THE INPUT:

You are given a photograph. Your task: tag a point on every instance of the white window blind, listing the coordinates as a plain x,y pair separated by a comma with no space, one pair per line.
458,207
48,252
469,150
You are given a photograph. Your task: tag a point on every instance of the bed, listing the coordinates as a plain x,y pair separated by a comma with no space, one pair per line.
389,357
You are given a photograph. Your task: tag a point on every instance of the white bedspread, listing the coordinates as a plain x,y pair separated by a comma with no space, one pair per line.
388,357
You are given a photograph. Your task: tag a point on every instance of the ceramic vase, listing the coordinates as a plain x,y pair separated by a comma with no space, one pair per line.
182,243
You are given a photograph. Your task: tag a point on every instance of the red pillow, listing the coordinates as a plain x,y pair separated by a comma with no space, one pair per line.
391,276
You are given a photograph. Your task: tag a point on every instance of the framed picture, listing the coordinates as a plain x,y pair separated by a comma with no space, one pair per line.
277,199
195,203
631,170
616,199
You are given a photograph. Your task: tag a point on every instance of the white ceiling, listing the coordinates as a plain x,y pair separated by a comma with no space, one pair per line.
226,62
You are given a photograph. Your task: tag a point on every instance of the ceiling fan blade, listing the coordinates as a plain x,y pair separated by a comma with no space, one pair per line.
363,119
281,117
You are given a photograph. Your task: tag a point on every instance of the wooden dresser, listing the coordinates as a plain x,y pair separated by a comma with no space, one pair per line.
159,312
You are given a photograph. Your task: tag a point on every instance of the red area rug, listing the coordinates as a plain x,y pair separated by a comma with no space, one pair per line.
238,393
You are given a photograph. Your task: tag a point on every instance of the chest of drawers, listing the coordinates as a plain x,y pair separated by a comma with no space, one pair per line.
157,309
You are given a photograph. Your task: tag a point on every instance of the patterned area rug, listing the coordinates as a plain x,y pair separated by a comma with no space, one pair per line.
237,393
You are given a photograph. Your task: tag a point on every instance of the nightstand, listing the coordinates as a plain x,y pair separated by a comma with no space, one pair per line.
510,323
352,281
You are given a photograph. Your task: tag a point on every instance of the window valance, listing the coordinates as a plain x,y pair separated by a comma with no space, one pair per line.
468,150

AIM OF THE TASK: The records above are to be printed in full, exactly as they appear.

ANSWER TO THE PROBLEM:
You are given a photograph. Your task: tag a point on every instance of the white window blind, listing the coordinates as a plain x,y pair separated by a comma with no space, one pair per line.
458,207
48,252
469,150
You are given a photograph. Your task: tag a point on every instance of the bed, listing the coordinates as a plain x,y pair separated by a comma with no space, one pair per line.
389,357
You are given a photograph. Your task: tag a point on every instance of the white bedspread, listing the coordinates as a plain x,y pair separated by a comma with no space, one pair per line.
388,357
You are given a photograph. Your task: tag a point on every instance of the ceramic vase, listing the coordinates as a plain x,y pair separated by a comma with no space, one pair per line.
182,243
You are given a photograph. Your task: tag a point on every instance of the red pillow, listing the coordinates as a plain x,y pair separated by a comma with no space, one pair per line.
391,276
You are given a photograph. Your task: tag a point on every instance of the framed picture, listing the coordinates as a plain x,y pair separated by a comma with no space, one pair per line.
277,199
195,203
631,170
616,199
You are given a photograph. Your task: tag a point on every instance of the white ceiling, listing the coordinates as a plain x,y pair separated by a comma with no space, one pair per line.
226,62
You are given a photograph. Your task: tag a point on every instance of the ceiling fan blade, listing the coordinates as a plain x,y pair separated by a comma with no space, one pair per line.
363,119
281,117
You are given a photograph. Your task: tag a point on every instance of the wooden dresser, listing the coordinates as a plain x,y pair separated by a comma with no space, one pair per line.
159,312
You are given a photograph. Your task: tag a point on every instance of the red area rug, listing the coordinates as a plain x,y pair separated by a comma with no space, one pair per line.
238,393
You are given a photograph. Your task: tag a point on every instance of the chest of drawers, listing the coordinates as a plain x,y pair separated by a comma with no space, one pair per line.
157,309
You are given a photograph. Your task: tag a point on every instance of the patterned area rug, listing the coordinates as a plain x,y pair separated by a comma with no space, one pair per line.
237,393
You are given a photograph. Your task: tag a point on every instance of the nightstand, listing the coordinates as a plain x,y pair separated by a comma with no space, one pair per line.
510,323
352,281
You are given a photograph. Your task: tag a point on every instance of the window valance, listing the coordinates as a plain x,y pair separated by a comma with no space, one pair per line.
468,150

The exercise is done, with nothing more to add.